[Excerpts from point annotation data]

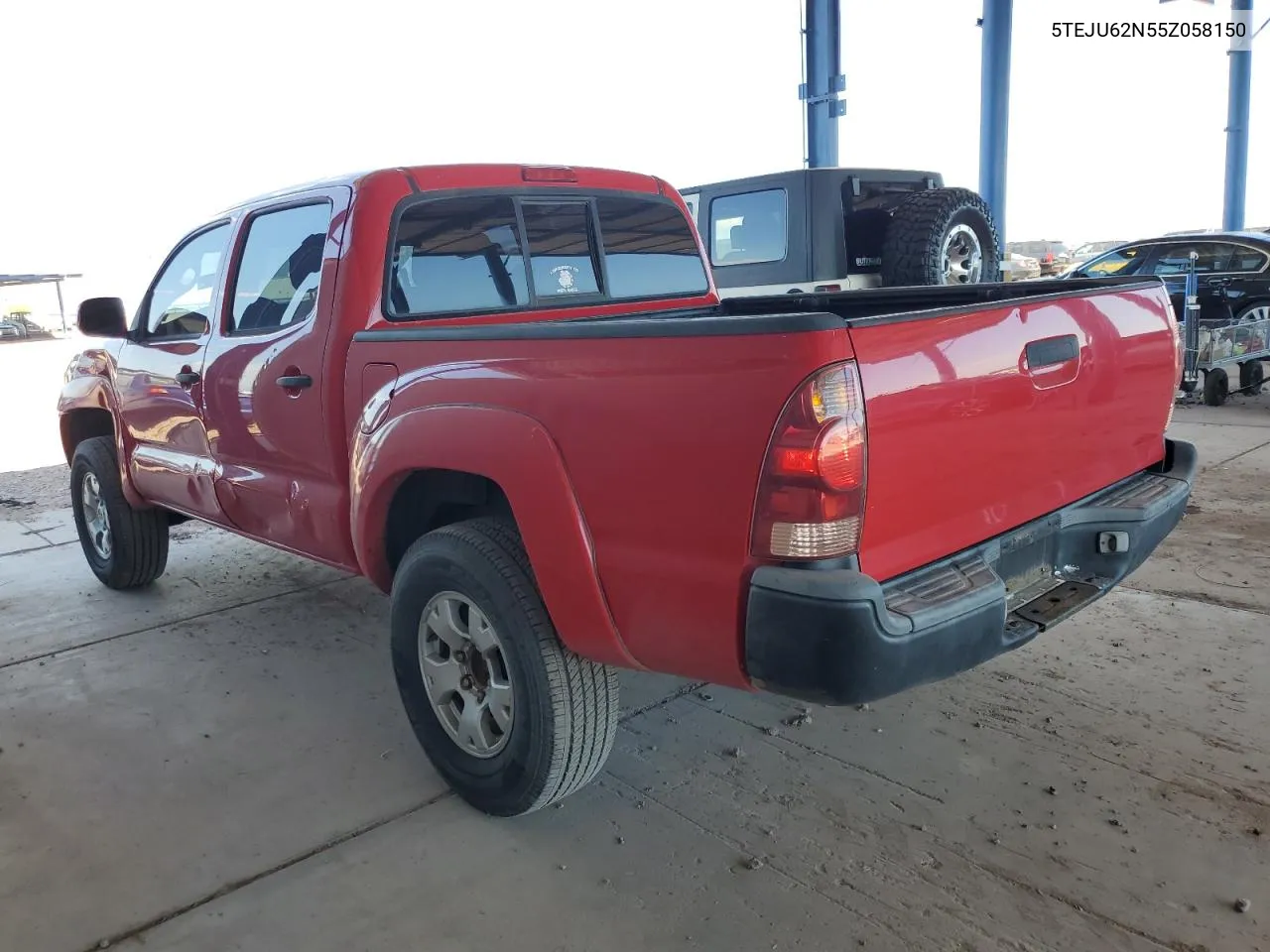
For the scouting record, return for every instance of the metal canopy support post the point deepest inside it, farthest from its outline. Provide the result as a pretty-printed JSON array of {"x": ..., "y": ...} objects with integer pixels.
[
  {"x": 822, "y": 82},
  {"x": 1237, "y": 125},
  {"x": 994, "y": 108},
  {"x": 62, "y": 303}
]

◆ DIRECTION ◆
Echo the listing above verbatim, leaving out the pictures.

◆ EXERCISE SOLUTION ◆
For the scouting record, return for every instance of the metal canopy support post the point deepest inside it, farthest from its outline. Provide the result as a pretty-printed JSON array of {"x": ..., "y": ...} objects with integer pixels.
[
  {"x": 822, "y": 82},
  {"x": 1237, "y": 125},
  {"x": 994, "y": 108},
  {"x": 62, "y": 303}
]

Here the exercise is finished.